■ KURZE AUFGABE 1 ■
Stimmen die Aussagen (a), (b) und (c) mit dem Forenthread unten über MySQL-Verbindungen überein? Beantworte jede mit Ja oder Nein und zitiere die entscheidenden Worte des Threads wörtlich.
(a) Die Anwendung zeigt das Ergebnis der MySQL-Abfrage in einem MessageDialog-Fenster an.
(b) Dukel nennt als einzige Möglichkeit einen zentralen DB User für alle Anwender.
(c) der_sharky meint, dass mit anderen Benutzern alles anders funktioniert.

■ VORLIEGENDER TEXT ■

┏━━

# Multiple Connection mit MySQL



## der_sharky (6. Apr 2018)

Hallo zusammen,
ich habe mit Java Swing eine kleine Anwendung programmiert, die MySQL abfragt und das Ergebnis in einem MessageDialog-Fenster anzeigt. Ich bin mit MySQL durch meinen Username und Passwort verbunden, aber ich möchte dass auch andere Kollegen meine Anwendung nutzen. Das bedeutet dass sie sollen auch mit MySQL durch (User, Passwort) verbunden werden. Wie geht das in Java ?
Vielen Dank für die Infos


----------



## stg (6. Apr 2018)

Wieso sollte das mit einem anderen Benutzer anders funktionieren?


----------



## Dukel (6. Apr 2018)

Wie immer. Es kommt darauf an.
Entweder man nutzt einen zentralen DB User für alle Anwender oder die Anwender bekommen jeder einen eigenen DB User. Bei letzterem kann man evtl. andere Auth. nutzen, damit man keinen (neuen) Benutzer und Passwort braucht sondern man sich mit seinem Windows / Linux User einloggen kann (SSO).


----------



## der_sharky (11. Apr 2018)

Danke für die Hilfe


----------



## der_sharky (11. Apr 2018)

stg hat gesagt.:


> Wieso sollte das mit einem anderen Benutzer anders funktionieren?


Hi stg,
ich denke nicht dass alles anders funktioniert, ich überlege nur wie ich das am besten machen kann. Sie müssen sich auch anmelden können. Nur weiß ich nicht wie sollen sich mehrere User gleichzeitig anmelden.
Grüße


----------

┗━━

■ KURZE AUFGABE 2 ■
Sammle aus der Liste jede Zeile, die das Wort "background" enthält. Groß- und Kleinschreibung müssen übereinstimmen.

■ EINGABE ■

┏━━

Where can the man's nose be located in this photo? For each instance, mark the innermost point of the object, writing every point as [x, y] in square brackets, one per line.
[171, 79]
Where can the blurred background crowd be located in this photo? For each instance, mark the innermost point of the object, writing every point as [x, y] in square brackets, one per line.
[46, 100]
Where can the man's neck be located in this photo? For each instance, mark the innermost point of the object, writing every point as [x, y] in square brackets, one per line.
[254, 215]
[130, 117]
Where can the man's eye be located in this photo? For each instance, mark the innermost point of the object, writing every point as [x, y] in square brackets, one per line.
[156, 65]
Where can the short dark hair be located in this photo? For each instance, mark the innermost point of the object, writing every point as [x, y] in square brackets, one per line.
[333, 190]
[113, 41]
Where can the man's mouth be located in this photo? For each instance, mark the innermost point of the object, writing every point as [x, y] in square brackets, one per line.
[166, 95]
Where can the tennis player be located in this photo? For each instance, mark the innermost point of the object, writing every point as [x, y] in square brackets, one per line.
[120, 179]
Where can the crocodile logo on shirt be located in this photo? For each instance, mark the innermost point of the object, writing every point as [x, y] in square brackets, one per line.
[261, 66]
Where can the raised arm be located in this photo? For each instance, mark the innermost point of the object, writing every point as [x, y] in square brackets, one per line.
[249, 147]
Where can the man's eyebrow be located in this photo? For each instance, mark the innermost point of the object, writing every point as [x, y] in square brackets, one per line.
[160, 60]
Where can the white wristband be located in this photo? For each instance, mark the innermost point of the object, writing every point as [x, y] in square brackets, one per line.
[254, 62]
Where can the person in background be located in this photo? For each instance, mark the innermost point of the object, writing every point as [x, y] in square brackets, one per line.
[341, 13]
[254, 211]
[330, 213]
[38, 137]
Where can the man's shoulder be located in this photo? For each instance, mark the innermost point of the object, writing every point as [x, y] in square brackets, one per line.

┗━━

■ ERWARTETE AUSGABE 1 ■
(a) Ja: „die MySQL abfragt und das Ergebnis in einem MessageDialog-Fenster anzeigt“
(b) Nein: „Entweder man nutzt einen zentralen DB User für alle Anwender oder die Anwender bekommen jeder einen eigenen DB User.“
(c) Nein: „ich denke nicht dass alles anders funktioniert“

■ ERWARTETE AUSGABE 2 ■
Where can the blurred background crowd be located in this photo? For each instance, mark the innermost point of the object, writing every point as [x, y] in square brackets, one per line.
Where can the person in background be located in this photo? For each instance, mark the innermost point of the object, writing every point as [x, y] in square brackets, one per line.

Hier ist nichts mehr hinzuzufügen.